§ What you will do: Reproduce only the portion of the data below running from the line containing "Provide one point per instance of the wicker" down to the line containing "x=413 y=327", both included, with "Reply" replaced by "Answer" throughout. Leave everything else in those lines unchanged.

§ Given data:
════════════════

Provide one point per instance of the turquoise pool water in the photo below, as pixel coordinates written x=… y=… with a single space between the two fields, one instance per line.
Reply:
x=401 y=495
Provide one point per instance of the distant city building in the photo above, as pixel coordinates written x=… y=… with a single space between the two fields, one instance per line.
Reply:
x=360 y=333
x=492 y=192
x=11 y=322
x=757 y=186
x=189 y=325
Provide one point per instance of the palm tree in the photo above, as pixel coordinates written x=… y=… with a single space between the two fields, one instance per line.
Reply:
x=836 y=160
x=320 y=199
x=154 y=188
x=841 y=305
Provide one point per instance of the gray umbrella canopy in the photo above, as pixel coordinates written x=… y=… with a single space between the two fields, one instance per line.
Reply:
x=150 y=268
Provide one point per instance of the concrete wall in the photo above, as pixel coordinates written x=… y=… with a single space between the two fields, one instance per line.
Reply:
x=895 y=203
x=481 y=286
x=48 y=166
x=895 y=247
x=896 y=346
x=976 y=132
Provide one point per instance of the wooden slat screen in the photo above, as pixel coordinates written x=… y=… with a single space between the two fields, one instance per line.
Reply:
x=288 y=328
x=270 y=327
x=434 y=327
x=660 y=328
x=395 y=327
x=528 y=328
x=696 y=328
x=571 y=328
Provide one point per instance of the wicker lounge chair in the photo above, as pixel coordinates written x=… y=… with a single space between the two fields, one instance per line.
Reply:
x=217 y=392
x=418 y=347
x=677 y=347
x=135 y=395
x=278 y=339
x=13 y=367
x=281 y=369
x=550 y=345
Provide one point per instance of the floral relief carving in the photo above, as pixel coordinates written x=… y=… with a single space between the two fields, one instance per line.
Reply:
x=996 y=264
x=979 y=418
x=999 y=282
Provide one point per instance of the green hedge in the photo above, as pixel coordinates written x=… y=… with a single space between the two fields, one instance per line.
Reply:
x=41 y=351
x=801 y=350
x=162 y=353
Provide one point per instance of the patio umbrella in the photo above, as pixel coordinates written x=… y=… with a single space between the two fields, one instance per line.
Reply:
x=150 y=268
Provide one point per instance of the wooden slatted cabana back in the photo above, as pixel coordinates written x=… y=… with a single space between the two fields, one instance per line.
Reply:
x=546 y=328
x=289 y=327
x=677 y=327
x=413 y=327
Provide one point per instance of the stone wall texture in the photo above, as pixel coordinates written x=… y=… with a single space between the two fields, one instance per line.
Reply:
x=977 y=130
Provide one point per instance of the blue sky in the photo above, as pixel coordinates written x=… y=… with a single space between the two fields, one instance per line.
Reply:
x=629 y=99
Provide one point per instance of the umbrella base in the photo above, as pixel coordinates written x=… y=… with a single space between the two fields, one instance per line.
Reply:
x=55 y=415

════════════════

§ Answer for the task:
Provide one point per instance of the wicker lounge chair in the photo above, as pixel coordinates written x=… y=… with a single space between the two fields, one instance per line.
Answer:
x=217 y=392
x=418 y=347
x=677 y=347
x=135 y=395
x=278 y=339
x=13 y=367
x=281 y=369
x=550 y=345
Provide one point per instance of the floral relief carving in the photo above, as pixel coordinates written x=… y=… with a single space between the two fields, one instance per line.
Answer:
x=996 y=264
x=979 y=418
x=999 y=282
Provide one point per instance of the green hedge in the photo above, as pixel coordinates written x=… y=… with a single space between the two fields, one instance per line.
Answer:
x=41 y=351
x=801 y=350
x=162 y=353
Provide one point per instance of the patio umbrella in the photo above, as pixel coordinates written x=… y=… with a single space between the two fields, one instance per line.
Answer:
x=150 y=268
Provide one point per instance of the wooden slatted cabana back in the photo above, as pixel coordinates written x=… y=… with a single space between the two fields, one instance per line.
Answer:
x=546 y=328
x=289 y=327
x=677 y=327
x=413 y=327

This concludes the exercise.